EXERCISE REQUIREMENTS
The string "instance" appears in some lines of the entries that follow; copy each such line.

===

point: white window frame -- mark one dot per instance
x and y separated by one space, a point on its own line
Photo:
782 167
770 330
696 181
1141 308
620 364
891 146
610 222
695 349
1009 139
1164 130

===

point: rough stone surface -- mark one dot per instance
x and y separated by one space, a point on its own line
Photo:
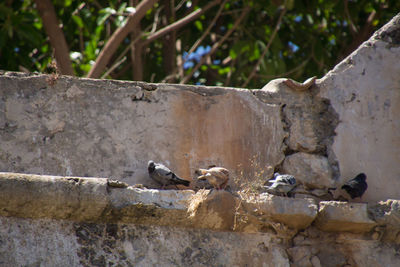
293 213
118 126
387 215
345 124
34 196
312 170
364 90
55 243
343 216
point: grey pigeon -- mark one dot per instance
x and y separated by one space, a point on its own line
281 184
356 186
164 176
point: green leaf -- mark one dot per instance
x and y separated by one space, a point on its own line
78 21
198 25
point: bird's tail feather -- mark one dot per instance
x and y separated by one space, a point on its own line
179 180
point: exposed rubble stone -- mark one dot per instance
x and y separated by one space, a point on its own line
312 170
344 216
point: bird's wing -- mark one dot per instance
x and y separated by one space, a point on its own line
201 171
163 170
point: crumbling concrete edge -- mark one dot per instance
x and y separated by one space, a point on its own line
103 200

===

TASK ANSWER
point: white window frame -- mark one dot per instance
point: rough stone surface -- mark one dot per instance
point: grey pigeon -- mark one dot per instance
point: green leaf -- mark one dot per instance
point: bird's tail feather -- mark one dot per instance
point: exposed rubble stone -- mark one dot per instance
point: bird's wing -- mark one dot per instance
point: crumbling concrete edge -- mark one dot per instance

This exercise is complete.